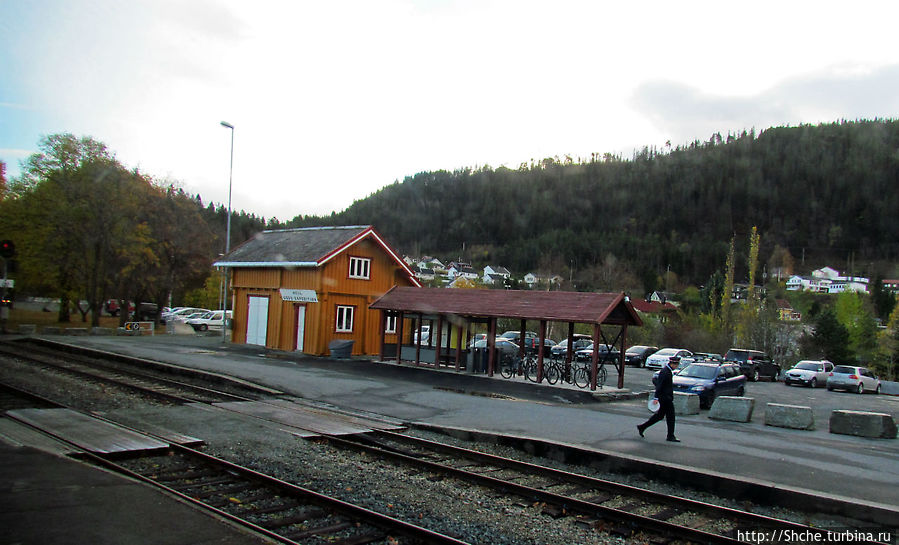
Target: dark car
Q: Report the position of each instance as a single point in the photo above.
(754, 363)
(636, 355)
(708, 381)
(606, 354)
(503, 346)
(580, 342)
(531, 344)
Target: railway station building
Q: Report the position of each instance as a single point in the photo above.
(450, 315)
(301, 289)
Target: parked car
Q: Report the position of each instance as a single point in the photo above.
(708, 381)
(811, 373)
(515, 336)
(425, 334)
(704, 357)
(660, 358)
(503, 346)
(208, 320)
(606, 354)
(853, 379)
(113, 307)
(636, 355)
(185, 313)
(579, 343)
(531, 344)
(754, 363)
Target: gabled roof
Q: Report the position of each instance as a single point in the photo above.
(306, 247)
(642, 305)
(567, 306)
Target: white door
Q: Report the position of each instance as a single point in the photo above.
(301, 326)
(257, 320)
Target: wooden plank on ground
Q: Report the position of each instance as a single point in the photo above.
(358, 420)
(91, 434)
(18, 434)
(304, 418)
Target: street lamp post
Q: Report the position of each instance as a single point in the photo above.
(227, 236)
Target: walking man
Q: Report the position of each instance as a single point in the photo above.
(665, 395)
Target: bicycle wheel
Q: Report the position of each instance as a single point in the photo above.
(552, 373)
(506, 367)
(581, 377)
(530, 368)
(601, 376)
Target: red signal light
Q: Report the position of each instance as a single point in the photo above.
(7, 248)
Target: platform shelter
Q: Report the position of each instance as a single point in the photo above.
(406, 309)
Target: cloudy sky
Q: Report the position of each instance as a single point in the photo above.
(332, 100)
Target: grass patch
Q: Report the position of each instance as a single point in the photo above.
(49, 319)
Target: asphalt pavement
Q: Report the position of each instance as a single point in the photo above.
(816, 460)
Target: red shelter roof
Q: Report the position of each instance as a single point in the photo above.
(562, 306)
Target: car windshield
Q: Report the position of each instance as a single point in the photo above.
(699, 371)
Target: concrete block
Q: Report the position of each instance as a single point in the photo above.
(863, 424)
(794, 417)
(686, 403)
(732, 408)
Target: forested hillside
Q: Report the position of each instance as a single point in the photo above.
(826, 193)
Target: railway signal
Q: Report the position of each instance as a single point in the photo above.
(7, 249)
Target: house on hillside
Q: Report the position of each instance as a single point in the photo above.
(658, 309)
(786, 312)
(495, 275)
(300, 289)
(891, 285)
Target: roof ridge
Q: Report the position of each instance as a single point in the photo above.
(333, 228)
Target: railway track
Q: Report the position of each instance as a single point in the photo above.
(608, 506)
(96, 369)
(620, 509)
(272, 507)
(269, 506)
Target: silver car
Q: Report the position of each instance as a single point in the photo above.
(811, 373)
(853, 379)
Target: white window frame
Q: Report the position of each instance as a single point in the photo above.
(360, 267)
(390, 327)
(344, 315)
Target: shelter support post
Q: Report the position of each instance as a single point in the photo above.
(400, 319)
(418, 341)
(459, 346)
(381, 354)
(439, 352)
(491, 346)
(621, 357)
(540, 339)
(595, 366)
(521, 339)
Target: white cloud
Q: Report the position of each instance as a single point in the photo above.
(333, 100)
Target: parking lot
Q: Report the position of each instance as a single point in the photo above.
(819, 399)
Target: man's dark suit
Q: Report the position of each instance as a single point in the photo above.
(665, 395)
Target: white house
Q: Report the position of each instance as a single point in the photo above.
(826, 272)
(495, 275)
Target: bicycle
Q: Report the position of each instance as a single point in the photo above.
(578, 372)
(513, 364)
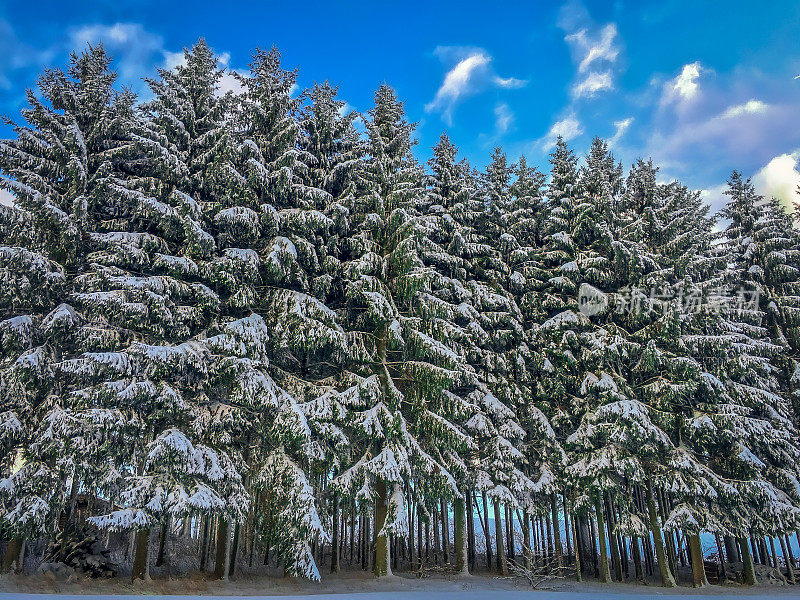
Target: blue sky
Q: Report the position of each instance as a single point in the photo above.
(701, 87)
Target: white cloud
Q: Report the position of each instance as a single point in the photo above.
(594, 82)
(471, 74)
(6, 198)
(593, 48)
(685, 85)
(620, 128)
(750, 107)
(174, 59)
(230, 83)
(456, 83)
(134, 49)
(503, 118)
(509, 82)
(568, 128)
(780, 179)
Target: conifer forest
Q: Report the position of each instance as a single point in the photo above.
(252, 330)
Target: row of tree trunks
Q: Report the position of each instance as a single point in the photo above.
(592, 542)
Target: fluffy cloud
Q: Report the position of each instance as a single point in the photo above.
(594, 50)
(471, 74)
(780, 179)
(503, 118)
(749, 107)
(620, 127)
(594, 83)
(16, 55)
(6, 198)
(601, 47)
(568, 128)
(685, 85)
(135, 50)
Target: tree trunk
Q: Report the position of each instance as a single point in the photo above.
(667, 580)
(140, 561)
(696, 553)
(204, 543)
(575, 525)
(445, 533)
(605, 573)
(790, 562)
(502, 562)
(721, 554)
(335, 538)
(567, 529)
(526, 539)
(488, 537)
(12, 555)
(786, 559)
(381, 561)
(420, 551)
(732, 549)
(162, 541)
(234, 549)
(747, 559)
(219, 561)
(227, 565)
(557, 533)
(470, 531)
(459, 539)
(637, 559)
(616, 557)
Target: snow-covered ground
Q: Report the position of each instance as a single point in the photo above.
(362, 586)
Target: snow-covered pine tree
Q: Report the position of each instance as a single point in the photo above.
(61, 167)
(400, 351)
(297, 260)
(753, 408)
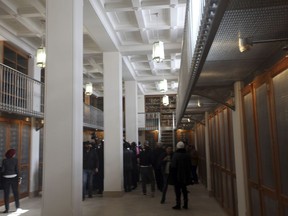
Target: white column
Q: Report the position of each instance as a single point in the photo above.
(113, 124)
(34, 72)
(131, 111)
(63, 131)
(237, 117)
(34, 160)
(207, 148)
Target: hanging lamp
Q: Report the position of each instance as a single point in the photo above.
(41, 51)
(158, 47)
(163, 85)
(88, 89)
(165, 100)
(158, 51)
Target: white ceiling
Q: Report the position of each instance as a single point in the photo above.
(127, 26)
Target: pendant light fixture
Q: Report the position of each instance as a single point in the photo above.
(88, 89)
(41, 52)
(163, 85)
(158, 47)
(165, 100)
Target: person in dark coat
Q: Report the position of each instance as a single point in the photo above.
(127, 166)
(11, 178)
(165, 164)
(180, 171)
(99, 177)
(156, 153)
(146, 169)
(90, 167)
(135, 169)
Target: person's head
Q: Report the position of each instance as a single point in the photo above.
(126, 145)
(169, 150)
(159, 145)
(87, 145)
(10, 153)
(180, 145)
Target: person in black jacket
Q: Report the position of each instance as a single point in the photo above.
(10, 178)
(90, 167)
(127, 166)
(165, 161)
(180, 171)
(146, 169)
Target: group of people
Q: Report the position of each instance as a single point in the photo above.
(161, 167)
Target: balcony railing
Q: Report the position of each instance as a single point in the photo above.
(20, 94)
(93, 117)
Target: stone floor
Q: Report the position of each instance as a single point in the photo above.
(134, 204)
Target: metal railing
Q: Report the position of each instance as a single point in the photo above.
(149, 121)
(20, 94)
(23, 95)
(93, 117)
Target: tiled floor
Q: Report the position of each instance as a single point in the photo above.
(135, 204)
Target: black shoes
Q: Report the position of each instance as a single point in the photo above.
(177, 207)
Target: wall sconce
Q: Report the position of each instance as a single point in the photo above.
(39, 123)
(88, 89)
(41, 57)
(158, 51)
(165, 100)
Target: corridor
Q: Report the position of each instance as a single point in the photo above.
(134, 204)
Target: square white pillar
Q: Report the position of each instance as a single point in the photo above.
(131, 111)
(63, 130)
(113, 124)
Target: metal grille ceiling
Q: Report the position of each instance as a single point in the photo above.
(225, 64)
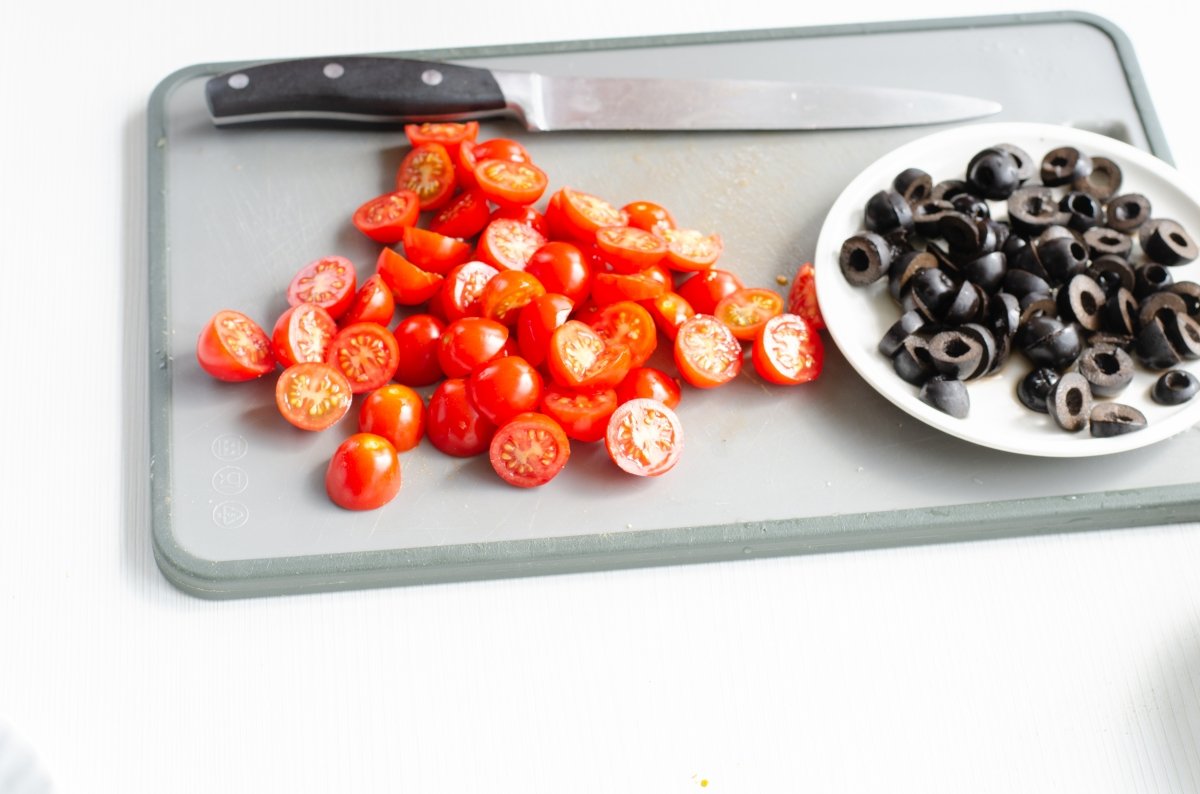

> _What to work on_
Which lines in the items above contain the word "metal"? List each of them in full, treating uppercase and lowercase as distinct.

> _Written solution_
Target: metal railing
Target: metal grille ceiling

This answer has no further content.